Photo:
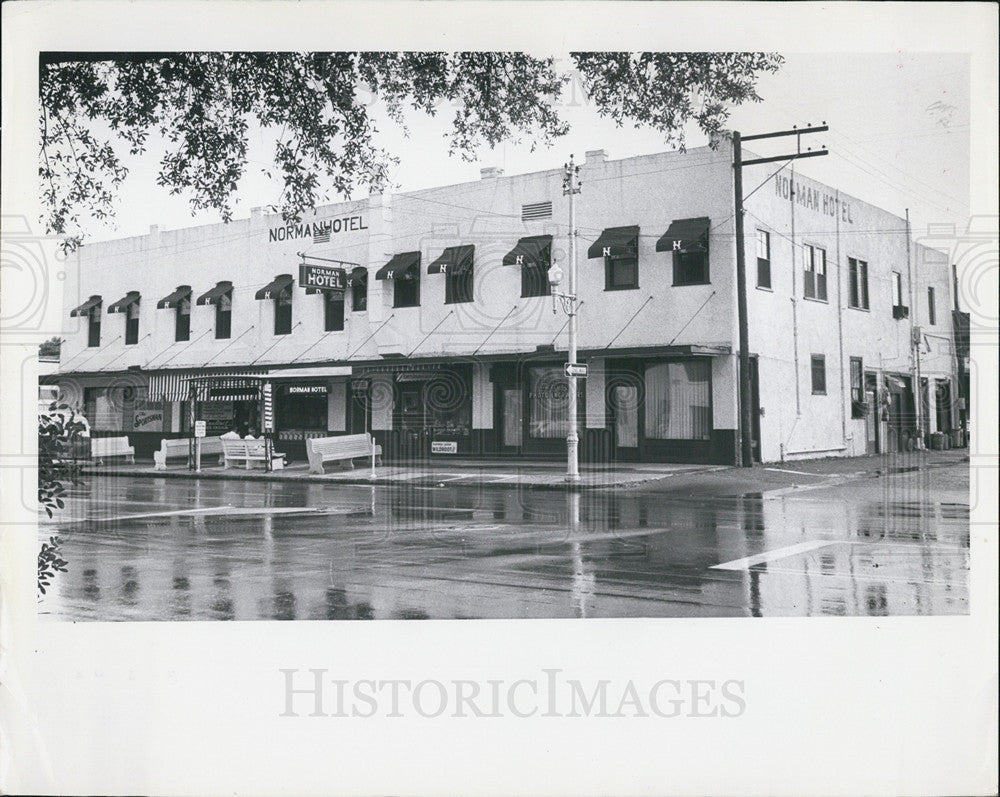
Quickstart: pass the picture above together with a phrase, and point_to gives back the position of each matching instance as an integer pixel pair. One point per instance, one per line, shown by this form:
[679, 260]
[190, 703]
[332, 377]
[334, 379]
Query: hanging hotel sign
[813, 198]
[319, 231]
[324, 278]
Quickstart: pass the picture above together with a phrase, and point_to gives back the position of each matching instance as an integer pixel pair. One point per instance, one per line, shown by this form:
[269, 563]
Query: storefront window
[548, 402]
[678, 401]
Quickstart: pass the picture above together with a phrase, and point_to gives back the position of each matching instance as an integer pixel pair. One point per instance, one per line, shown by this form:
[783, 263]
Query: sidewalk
[513, 473]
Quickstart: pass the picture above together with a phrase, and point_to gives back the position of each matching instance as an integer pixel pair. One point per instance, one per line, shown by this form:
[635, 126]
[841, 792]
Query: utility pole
[746, 417]
[571, 187]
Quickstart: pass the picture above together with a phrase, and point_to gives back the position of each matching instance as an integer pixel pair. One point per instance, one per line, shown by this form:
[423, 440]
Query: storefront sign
[320, 231]
[325, 278]
[145, 419]
[305, 389]
[813, 198]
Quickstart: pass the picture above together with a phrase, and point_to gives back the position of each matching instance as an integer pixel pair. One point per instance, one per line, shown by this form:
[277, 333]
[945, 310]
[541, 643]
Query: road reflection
[159, 549]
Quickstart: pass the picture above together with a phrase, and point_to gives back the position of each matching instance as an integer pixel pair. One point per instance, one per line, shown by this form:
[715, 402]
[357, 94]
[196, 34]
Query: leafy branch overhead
[201, 107]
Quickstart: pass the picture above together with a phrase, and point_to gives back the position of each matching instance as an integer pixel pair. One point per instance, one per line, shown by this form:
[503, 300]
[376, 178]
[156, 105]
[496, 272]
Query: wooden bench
[248, 452]
[344, 449]
[102, 448]
[181, 448]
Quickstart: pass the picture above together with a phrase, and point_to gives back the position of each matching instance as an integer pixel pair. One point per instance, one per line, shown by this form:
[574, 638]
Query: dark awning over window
[175, 298]
[454, 260]
[212, 296]
[685, 235]
[130, 298]
[535, 250]
[615, 242]
[274, 288]
[404, 266]
[87, 306]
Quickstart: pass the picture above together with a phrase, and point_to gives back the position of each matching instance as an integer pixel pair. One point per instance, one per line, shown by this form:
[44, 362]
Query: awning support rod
[630, 321]
[512, 309]
[227, 345]
[691, 318]
[439, 323]
[391, 316]
[297, 324]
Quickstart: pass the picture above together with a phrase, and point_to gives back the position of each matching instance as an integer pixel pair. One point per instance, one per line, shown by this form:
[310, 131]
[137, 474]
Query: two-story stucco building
[426, 317]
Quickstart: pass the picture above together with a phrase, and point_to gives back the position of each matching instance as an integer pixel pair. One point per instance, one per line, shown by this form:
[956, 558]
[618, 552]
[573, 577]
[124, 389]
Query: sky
[899, 138]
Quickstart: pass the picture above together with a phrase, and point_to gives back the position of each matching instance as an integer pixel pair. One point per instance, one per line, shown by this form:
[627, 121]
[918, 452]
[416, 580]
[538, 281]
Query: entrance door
[755, 409]
[512, 417]
[412, 420]
[624, 404]
[873, 420]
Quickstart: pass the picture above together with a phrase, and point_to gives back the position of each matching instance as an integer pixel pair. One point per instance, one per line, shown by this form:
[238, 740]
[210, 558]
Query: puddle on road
[362, 553]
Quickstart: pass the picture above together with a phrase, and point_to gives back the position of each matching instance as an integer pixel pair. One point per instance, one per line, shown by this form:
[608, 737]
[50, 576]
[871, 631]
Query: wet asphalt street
[176, 549]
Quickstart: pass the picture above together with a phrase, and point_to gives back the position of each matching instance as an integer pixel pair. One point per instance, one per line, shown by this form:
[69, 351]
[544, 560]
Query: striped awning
[176, 385]
[172, 300]
[123, 304]
[86, 307]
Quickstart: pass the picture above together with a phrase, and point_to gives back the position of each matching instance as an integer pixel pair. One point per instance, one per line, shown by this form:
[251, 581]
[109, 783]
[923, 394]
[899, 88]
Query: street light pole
[571, 187]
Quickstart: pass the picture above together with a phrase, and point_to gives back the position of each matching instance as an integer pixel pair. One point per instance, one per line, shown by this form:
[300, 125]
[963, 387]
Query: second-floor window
[358, 286]
[814, 285]
[224, 316]
[818, 366]
[763, 259]
[333, 311]
[132, 324]
[94, 326]
[283, 312]
[857, 286]
[182, 323]
[621, 272]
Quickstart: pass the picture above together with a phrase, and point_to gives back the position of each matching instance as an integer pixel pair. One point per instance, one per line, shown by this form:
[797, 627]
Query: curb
[384, 481]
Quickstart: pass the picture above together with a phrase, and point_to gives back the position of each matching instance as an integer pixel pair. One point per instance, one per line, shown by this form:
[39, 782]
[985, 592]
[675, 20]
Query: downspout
[795, 315]
[840, 326]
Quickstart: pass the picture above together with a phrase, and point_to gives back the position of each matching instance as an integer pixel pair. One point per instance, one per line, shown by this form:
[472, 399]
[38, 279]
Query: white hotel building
[444, 341]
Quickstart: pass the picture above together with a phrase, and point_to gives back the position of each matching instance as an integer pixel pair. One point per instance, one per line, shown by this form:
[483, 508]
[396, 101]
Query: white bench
[248, 452]
[342, 449]
[102, 448]
[180, 448]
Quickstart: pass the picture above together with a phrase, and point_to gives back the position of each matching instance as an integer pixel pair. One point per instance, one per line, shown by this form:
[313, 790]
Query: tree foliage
================================
### [Exercise description]
Give only the number of lines above that contain the word "window".

### [Result for this exercise]
3